# TEXT SEGMENT
====

After their father’s death, Lisa-Kainde and Naomi began studying Yoruba folk songs and the cajon, an Afro-Caribbean drum that the twins’ father played throughout most of his career. Interestingly, although Yoruba is primarily spoken in Nigeria and Benin, the African language has been spoken in some form in Cuba since the 1700s, when the slave trade brought Africans en masse to the Caribbean. So when the twins started studying their late father’s musical and culture heritage, they had a deeper understanding of their father and of their ancestral history.

Ibeyi’s 2015 self-titled debut was released to widespread, international critical applause. Thematically, the album dealt with the weight of the past — in particular, their father’s life and death, their relationship with each other, their origins and their connection with their roots. Sonically, the album saw the Diaz Sisters quickly establishing a unique sound with elements of electro pop, hip-hop, jazz, the blues and Yoruba folk music.

The French-Cuban JOVM mainstays’ sophomore album 2017’s Ash saw them writing songs firmly rooted in Afro-Cuban culture and history — but while arguably being among the most visceral, politically charged material of their catalog to date, with the album’s material thematically touching upon race, gender and sexual identity. 

Slated for a May 6, 2022 release through XL RecordingsSpell 31, Ibeyi’s third album derives its title from “Spell 31” in The Ancient Egyptian Book of the Dead, which interestingly enough became the premise of the album’s first single “Made of Gold,” a lushly textured song featuring atmospheric synths, buzzing bass synths, skittering tweeter and woofer rattling beats, the twins’ gorgeous and dreamy harmonizing and a guest spot from Gambian-British emcee Pa Salieu.

When the twins returned to the studio to write and record new material, they had felt a sense of chaos, informed by the chaotic state of the world surrounding them. As they got to work, they set out to invoke the age-old teachings of their ancestors to remobilize the power of their birth-given destiny as Ibeyi.

====

# LISTING
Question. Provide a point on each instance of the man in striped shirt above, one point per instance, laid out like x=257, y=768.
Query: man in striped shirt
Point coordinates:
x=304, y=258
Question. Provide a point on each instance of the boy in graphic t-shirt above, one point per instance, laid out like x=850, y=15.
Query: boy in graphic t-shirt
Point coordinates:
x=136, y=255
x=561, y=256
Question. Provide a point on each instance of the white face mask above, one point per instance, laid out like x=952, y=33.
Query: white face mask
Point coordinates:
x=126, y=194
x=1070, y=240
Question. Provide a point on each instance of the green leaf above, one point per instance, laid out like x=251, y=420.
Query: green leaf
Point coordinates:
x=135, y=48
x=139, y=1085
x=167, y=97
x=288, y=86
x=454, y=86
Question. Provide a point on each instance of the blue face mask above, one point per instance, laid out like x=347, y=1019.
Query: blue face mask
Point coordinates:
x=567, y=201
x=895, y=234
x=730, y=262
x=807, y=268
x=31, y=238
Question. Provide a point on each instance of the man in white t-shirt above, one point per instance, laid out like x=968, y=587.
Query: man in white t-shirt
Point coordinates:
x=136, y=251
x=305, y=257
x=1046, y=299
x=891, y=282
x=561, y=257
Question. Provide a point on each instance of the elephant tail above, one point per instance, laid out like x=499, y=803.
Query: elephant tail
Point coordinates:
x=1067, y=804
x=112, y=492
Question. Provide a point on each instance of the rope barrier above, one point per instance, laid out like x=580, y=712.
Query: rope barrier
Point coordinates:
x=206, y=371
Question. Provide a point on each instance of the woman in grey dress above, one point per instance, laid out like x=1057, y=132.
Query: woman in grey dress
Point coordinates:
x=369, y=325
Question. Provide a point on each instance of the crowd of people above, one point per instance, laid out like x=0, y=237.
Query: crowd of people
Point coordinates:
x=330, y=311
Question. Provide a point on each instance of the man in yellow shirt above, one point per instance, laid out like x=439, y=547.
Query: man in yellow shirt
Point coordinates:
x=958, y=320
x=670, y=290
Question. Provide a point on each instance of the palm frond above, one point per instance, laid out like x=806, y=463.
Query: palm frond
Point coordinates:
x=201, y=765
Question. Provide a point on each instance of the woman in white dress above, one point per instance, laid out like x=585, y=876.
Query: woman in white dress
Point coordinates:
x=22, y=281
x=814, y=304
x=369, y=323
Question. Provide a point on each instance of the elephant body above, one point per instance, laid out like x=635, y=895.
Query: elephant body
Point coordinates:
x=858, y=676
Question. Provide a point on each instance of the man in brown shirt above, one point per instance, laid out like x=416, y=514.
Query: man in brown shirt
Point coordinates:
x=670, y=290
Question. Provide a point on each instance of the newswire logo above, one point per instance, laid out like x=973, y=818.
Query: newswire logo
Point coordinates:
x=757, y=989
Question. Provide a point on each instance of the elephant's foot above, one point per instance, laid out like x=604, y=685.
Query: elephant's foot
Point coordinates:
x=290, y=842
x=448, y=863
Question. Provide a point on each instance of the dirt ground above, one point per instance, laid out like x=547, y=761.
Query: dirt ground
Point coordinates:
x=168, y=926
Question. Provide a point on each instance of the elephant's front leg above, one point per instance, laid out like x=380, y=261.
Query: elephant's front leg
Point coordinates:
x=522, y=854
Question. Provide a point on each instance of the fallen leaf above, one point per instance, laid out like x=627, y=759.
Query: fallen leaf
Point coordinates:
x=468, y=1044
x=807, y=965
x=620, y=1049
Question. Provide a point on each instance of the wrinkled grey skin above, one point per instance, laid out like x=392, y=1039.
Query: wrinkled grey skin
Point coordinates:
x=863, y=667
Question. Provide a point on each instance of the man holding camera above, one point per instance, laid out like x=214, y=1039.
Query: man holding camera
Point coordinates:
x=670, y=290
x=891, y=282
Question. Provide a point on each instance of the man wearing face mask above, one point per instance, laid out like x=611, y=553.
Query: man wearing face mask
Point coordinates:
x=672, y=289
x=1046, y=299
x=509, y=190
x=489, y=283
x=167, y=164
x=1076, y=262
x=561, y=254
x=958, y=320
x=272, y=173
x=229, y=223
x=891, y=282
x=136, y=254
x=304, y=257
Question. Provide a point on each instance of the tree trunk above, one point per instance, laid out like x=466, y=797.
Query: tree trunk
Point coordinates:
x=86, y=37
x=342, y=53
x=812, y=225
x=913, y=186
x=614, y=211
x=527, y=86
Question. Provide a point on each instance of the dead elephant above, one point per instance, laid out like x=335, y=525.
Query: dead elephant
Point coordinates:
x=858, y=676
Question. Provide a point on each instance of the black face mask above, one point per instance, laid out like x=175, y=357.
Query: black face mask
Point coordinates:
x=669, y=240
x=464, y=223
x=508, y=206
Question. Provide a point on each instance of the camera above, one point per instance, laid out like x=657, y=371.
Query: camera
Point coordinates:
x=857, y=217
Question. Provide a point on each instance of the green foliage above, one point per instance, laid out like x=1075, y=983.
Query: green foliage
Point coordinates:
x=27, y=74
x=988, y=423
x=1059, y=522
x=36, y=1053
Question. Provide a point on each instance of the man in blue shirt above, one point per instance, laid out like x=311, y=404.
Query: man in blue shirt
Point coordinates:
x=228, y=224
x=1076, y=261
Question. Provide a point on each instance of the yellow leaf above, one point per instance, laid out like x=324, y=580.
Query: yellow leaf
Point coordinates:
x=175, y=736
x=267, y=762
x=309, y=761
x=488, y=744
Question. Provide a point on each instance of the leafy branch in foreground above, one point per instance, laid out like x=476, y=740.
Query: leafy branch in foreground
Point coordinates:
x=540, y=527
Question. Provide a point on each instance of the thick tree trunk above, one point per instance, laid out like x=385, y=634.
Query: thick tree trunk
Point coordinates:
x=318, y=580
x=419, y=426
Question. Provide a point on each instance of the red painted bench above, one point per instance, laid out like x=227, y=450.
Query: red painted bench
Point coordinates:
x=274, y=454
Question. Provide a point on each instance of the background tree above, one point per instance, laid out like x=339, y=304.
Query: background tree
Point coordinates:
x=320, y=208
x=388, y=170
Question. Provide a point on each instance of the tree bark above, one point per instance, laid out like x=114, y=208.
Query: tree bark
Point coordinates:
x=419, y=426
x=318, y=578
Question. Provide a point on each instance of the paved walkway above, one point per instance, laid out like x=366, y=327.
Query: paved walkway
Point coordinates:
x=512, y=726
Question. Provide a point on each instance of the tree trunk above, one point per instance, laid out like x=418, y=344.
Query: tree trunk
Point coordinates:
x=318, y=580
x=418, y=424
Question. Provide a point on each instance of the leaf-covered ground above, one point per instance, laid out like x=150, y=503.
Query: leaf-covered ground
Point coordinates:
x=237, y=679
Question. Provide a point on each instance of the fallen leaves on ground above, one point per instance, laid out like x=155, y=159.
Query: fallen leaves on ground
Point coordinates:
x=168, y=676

====

Retype the Ibeyi text above between "Slated for a" and "Gambian-British emcee Pa Salieu.", inclusive.

# FULL OUTPUT
Slated for a May 6, 2022 release through XL RecordingsSpell 31, Ibeyi’s third album derives its title from “Spell 31” in The Ancient Egyptian Book of the Dead, which interestingly enough became the premise of the album’s first single “Made of Gold,” a lushly textured song featuring atmospheric synths, buzzing bass synths, skittering tweeter and woofer rattling beats, the twins’ gorgeous and dreamy harmonizing and a guest spot from Gambian-British emcee Pa Salieu.